*** Opening of READING TEXT ***
Transplant researchers at the University of Pittsburgh's Thomas E. Starzl Transplantation Institute have dramatically improved intestinal transplant graft survival, and reduced rejection and infection rates by successfully using a novel immunosuppression minimization protocol, thus improving patients' overall quality of life and avoiding the use of several anti-rejection drugs, which can cause serious infections and major complications.
Because the intestine is especially prone to rejection and infection, results of this innovative clinical protocol presented today at the 3rd International Conference on Immunosuppression at the Manchester Grand Hyatt, San Diego, are significant and have the potential to advance the field of organ transplantation.
*** Close of READING TEXT ***
- TASK SET
(a) From the passage on intestinal transplants, reproduce everything from "Transplant researchers at" down to "and major complications.".
(b) Answer these from the intestinal transplant passage:
(i) At which institute do the researchers work?
(ii) Where were the protocol's results presented?
(iii) To what two problems is the intestine especially prone?
(c) Go on with the passage on intestinal transplant immunosuppression, picking up after its final sentence.
*** Opening of EXTRACTED INFORMATION ***
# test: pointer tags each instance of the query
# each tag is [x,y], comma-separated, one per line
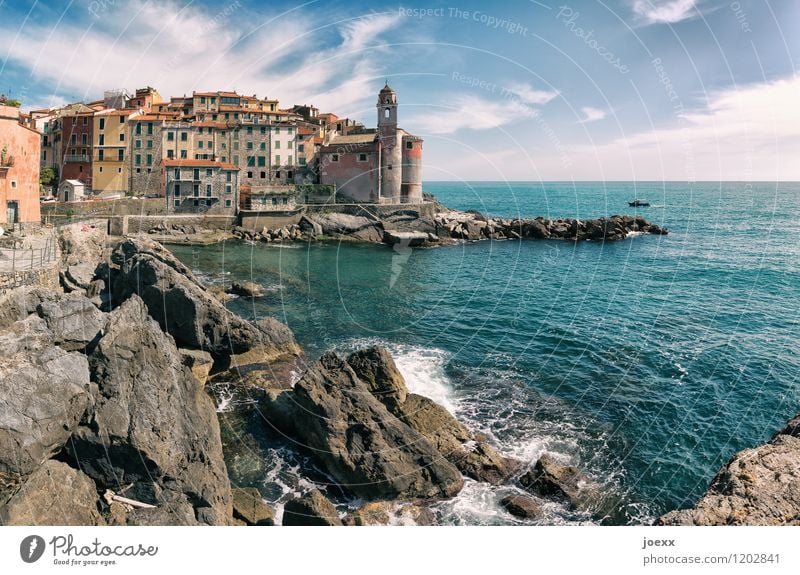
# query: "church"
[382,166]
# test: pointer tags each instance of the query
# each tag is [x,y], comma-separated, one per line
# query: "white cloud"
[746,133]
[178,49]
[591,114]
[664,11]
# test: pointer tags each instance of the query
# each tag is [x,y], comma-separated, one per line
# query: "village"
[211,153]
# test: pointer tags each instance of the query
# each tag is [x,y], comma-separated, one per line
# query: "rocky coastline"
[412,227]
[109,408]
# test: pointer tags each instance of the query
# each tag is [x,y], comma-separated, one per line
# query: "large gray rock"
[184,309]
[759,486]
[152,427]
[74,320]
[44,392]
[364,447]
[54,494]
[469,452]
[312,509]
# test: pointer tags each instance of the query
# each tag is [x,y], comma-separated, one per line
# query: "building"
[72,191]
[110,149]
[200,186]
[381,166]
[75,136]
[20,152]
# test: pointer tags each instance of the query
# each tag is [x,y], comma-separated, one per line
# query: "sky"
[533,90]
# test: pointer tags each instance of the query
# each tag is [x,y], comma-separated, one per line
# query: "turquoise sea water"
[646,362]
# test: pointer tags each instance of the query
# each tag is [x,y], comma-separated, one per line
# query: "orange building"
[20,148]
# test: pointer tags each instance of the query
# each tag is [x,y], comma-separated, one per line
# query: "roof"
[353,139]
[198,163]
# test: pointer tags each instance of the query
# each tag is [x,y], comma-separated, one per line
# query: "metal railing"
[20,259]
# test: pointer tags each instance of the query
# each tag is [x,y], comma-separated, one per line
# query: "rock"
[152,425]
[74,320]
[183,308]
[369,451]
[246,289]
[312,509]
[250,508]
[44,392]
[54,494]
[521,506]
[407,239]
[553,480]
[472,455]
[199,362]
[759,486]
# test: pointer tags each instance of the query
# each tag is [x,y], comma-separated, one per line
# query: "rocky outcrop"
[521,506]
[312,509]
[759,486]
[183,308]
[551,479]
[369,451]
[44,392]
[250,509]
[469,452]
[152,427]
[54,494]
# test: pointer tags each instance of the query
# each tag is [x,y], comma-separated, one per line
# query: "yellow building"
[110,149]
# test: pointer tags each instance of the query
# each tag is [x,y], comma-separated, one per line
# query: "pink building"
[20,148]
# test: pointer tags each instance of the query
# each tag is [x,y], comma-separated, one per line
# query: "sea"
[646,363]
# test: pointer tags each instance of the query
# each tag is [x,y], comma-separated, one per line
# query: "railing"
[17,259]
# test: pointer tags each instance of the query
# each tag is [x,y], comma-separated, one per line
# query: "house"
[72,191]
[20,152]
[378,166]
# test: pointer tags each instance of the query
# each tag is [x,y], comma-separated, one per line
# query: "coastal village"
[208,152]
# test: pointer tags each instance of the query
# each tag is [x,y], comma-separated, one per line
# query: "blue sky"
[520,90]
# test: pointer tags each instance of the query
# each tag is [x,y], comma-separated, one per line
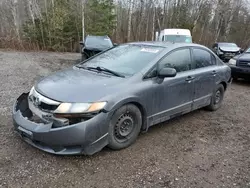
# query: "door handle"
[190,78]
[214,73]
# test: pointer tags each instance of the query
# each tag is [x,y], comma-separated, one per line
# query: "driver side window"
[179,60]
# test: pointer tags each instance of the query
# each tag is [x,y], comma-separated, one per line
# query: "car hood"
[230,49]
[244,57]
[78,85]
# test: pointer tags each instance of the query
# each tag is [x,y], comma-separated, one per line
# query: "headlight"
[232,62]
[77,108]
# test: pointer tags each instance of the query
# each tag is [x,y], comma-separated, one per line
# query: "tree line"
[59,25]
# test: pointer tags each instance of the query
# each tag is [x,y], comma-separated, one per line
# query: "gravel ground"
[200,149]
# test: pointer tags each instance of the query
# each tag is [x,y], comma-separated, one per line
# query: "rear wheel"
[125,126]
[217,98]
[235,78]
[84,56]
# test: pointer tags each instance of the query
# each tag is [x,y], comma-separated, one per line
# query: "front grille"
[42,102]
[244,64]
[47,107]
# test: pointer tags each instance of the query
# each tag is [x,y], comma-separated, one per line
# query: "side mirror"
[82,43]
[167,72]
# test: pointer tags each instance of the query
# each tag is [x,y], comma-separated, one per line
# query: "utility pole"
[83,19]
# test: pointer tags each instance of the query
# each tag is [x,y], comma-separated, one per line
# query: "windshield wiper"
[103,69]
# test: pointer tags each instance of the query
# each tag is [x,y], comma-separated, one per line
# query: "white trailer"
[174,35]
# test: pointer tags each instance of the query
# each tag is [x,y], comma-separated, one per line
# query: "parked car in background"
[109,99]
[174,35]
[93,45]
[226,50]
[240,65]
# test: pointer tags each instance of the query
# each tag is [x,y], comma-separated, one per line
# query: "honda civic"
[108,99]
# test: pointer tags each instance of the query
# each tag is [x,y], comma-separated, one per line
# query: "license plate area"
[25,133]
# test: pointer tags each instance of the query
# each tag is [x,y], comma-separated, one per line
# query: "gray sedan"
[110,98]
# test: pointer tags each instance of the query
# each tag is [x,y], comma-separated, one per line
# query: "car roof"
[226,43]
[166,44]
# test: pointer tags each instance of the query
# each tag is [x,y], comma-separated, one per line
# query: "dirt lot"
[200,149]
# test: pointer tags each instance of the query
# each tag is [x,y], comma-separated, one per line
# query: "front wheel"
[125,126]
[217,98]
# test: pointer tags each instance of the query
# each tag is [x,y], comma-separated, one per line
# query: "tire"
[84,56]
[235,78]
[217,98]
[124,127]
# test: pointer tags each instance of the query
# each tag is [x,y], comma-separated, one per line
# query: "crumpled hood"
[74,85]
[243,57]
[229,49]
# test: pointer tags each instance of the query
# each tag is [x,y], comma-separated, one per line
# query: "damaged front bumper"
[87,137]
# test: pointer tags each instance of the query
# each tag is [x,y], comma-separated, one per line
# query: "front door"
[174,95]
[204,65]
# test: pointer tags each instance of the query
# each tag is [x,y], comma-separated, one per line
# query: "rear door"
[205,72]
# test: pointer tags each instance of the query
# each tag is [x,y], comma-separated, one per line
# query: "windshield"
[178,38]
[227,45]
[98,42]
[125,59]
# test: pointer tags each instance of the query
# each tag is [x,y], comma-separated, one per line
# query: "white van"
[174,35]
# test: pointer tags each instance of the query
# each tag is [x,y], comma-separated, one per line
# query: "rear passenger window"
[202,58]
[180,60]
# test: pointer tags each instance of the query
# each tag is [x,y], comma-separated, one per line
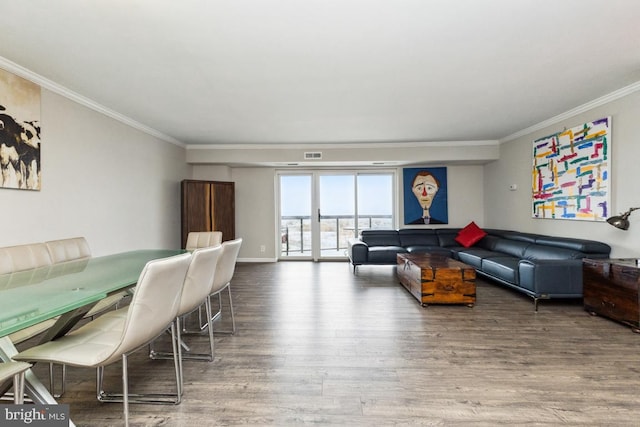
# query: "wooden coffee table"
[437,279]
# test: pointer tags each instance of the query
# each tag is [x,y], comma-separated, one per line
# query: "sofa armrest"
[358,251]
[560,277]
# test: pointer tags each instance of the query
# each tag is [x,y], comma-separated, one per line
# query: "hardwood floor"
[319,345]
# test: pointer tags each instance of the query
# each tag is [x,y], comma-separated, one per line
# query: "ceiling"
[328,71]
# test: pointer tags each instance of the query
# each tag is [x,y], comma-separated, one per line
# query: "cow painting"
[19,152]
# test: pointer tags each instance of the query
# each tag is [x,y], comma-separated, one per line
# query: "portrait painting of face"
[425,196]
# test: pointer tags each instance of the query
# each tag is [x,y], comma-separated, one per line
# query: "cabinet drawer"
[610,289]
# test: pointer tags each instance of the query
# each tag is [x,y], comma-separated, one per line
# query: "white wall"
*** Close of EXTRACTED INFORMATION ***
- RESPONSES PER TASK
(a)
Transplant researchers at the University of Pittsburgh's Thomas E. Starzl Transplantation Institute have dramatically improved intestinal transplant graft survival, and reduced rejection and infection rates by successfully using a novel immunosuppression minimization protocol, thus improving patients' overall quality of life and avoiding the use of several anti-rejection drugs, which can cause serious infections and major complications.

(b)
(i) The University of Pittsburgh's Thomas E. Starzl Transplantation Institute
(ii) At the 3rd International Conference on Immunosuppression at the Manchester Grand Hyatt, San Diego
(iii) Rejection and infection

(c)
"Transplant recipients do not want to be overwhelmed with a lot of anti-rejection medications, which can often lead to more complications. The fact that we have been able to significantly reduce the amount of anti-rejection drugs in this group of patients has enabled many of them to live full and productive lives," said Kareem Abu-Elmagd, M.D., Ph.D., F.A.C.S., professor of surgery at the University of Pittsburgh School of Medicine and director of the Intestinal Rehabilitation and Transplant Center at the University of Pittsburgh Medical Center's (UPMC) Thomas E. Starzl Transplantation Institute and lead author of the study.
Of the 123 small bowel patients (65 intestine, 25 liver/intestine and 33 multivisceral) who received transplants under the immunosuppression minimization protocol since July 2001, 109 recipients are alive with 107 having functioning grafts. One-year survival rate is 96 percent. Sixty-nine percent of patients are taking a single dose of immunosuppression, some once a day, while others twice a week.
The protocol involves giving a one-time pre-transplant dose of either the drug thymoglobulin – a drug that kills and depletes T cells – key immune system cells that target the donor organ, or a similar drug called campath, which depletes both T and B cells, immune system cells involved in organ rejection.
Following transplantation, the 103 patients who received thymoglobulin and the 20 patients who received campath received the standard anti-rejection drug tacrolimus and none of the patients received steroids. Tapering of tacrolimus was attempted after 120 days.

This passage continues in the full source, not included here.